* EXERCISE DESCRIPTION:
Can you pull out every line in the material below that contains the string "trailer"?

* SUPPLIED DATA:
--- start ---
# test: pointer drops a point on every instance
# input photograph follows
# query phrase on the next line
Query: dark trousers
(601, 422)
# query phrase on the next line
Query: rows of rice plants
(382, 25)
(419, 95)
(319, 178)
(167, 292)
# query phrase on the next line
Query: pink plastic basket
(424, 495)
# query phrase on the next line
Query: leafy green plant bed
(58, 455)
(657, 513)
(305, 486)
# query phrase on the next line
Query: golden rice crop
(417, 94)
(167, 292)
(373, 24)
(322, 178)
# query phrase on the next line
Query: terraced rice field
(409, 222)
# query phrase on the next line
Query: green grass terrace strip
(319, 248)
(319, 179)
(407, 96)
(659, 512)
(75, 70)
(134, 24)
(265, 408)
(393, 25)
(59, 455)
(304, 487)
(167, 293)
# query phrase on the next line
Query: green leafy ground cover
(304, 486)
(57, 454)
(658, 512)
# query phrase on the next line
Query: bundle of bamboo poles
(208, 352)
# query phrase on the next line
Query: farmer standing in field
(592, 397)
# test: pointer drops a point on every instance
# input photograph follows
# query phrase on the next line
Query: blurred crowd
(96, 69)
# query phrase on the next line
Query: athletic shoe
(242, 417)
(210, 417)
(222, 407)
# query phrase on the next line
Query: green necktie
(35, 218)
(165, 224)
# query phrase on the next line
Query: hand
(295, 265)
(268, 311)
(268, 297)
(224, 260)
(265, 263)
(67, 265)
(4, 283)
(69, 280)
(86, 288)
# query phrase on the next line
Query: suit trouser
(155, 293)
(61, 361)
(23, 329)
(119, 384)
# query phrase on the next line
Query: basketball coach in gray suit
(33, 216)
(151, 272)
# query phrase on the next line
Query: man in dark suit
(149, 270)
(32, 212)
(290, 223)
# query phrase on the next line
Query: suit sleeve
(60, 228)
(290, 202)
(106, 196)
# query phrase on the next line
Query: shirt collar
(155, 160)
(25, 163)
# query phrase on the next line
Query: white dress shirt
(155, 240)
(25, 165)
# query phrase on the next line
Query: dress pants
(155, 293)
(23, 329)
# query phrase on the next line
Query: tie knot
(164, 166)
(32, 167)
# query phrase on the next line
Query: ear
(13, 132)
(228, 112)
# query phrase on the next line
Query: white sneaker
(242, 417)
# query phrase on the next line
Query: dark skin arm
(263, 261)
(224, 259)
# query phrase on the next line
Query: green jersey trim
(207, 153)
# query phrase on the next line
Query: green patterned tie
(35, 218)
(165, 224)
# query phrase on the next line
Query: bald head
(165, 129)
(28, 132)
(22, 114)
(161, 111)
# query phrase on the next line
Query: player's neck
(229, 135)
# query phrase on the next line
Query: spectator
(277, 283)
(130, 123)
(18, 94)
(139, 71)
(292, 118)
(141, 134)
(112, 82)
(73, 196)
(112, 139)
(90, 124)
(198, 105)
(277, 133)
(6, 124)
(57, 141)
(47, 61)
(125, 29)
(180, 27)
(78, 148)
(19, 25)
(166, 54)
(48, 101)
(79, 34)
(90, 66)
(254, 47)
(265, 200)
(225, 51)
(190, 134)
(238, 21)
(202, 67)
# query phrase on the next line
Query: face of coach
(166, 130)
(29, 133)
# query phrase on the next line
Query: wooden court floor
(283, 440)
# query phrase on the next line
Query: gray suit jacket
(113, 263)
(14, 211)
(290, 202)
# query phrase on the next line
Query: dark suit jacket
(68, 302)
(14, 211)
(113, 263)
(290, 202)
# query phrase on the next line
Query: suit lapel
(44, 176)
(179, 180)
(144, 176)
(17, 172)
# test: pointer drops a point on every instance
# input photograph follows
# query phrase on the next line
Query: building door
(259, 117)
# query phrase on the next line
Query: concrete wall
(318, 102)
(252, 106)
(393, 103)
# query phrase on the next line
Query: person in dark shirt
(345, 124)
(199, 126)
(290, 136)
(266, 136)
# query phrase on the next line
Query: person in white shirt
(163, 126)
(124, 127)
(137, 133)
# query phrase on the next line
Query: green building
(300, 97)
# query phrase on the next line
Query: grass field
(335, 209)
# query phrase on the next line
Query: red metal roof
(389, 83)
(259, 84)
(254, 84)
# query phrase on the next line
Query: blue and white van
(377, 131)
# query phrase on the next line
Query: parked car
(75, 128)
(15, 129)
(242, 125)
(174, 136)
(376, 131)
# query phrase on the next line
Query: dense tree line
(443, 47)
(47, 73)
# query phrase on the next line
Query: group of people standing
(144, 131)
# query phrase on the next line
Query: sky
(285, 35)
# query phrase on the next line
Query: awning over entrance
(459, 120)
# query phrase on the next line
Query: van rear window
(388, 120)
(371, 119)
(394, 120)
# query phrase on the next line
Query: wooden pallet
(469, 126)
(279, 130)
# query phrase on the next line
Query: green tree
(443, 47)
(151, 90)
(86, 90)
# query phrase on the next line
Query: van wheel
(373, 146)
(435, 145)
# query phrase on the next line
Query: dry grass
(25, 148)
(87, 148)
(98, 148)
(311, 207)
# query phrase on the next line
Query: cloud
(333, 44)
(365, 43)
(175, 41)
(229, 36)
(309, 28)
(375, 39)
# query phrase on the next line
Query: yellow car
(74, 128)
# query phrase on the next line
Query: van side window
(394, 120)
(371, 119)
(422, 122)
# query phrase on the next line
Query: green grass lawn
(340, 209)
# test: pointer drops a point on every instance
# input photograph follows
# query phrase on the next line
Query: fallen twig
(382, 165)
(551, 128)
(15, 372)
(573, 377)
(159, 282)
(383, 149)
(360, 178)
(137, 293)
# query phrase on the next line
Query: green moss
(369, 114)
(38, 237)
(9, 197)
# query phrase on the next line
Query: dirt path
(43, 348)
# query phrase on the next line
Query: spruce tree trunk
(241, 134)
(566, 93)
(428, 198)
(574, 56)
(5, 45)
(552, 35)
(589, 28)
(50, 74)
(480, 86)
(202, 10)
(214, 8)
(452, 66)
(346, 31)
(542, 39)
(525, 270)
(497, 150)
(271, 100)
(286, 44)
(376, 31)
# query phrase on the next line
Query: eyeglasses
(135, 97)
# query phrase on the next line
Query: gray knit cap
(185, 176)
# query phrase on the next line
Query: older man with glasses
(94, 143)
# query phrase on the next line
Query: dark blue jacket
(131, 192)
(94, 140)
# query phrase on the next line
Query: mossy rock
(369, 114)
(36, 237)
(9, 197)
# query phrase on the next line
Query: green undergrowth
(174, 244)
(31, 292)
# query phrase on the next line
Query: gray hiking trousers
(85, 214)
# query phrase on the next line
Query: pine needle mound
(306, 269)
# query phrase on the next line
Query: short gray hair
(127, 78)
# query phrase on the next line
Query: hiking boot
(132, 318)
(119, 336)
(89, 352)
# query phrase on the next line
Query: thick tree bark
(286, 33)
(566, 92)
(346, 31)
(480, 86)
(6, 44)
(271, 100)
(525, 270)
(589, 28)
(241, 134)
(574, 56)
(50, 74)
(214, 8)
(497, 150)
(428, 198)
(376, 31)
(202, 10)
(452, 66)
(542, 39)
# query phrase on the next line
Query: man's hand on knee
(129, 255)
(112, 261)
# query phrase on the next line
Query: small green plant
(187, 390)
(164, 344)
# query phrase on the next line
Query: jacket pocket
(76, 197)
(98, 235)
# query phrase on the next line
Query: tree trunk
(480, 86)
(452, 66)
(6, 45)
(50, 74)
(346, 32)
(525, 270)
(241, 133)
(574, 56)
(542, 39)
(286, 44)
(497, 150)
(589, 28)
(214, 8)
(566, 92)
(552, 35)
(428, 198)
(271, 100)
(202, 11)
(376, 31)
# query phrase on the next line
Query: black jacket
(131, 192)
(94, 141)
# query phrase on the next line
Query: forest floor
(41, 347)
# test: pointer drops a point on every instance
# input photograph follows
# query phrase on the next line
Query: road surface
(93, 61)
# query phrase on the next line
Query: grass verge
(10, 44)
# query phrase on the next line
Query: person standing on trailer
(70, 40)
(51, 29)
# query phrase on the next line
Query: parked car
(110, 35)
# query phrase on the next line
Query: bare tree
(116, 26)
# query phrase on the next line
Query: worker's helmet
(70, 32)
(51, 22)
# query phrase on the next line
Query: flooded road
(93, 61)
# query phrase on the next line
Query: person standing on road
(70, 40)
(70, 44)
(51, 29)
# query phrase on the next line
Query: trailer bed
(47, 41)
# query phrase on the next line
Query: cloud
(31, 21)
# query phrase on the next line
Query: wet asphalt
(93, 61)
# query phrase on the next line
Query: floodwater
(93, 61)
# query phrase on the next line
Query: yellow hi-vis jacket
--- end ---
* SOLUTION:
Query: person standing on trailer
Query: trailer bed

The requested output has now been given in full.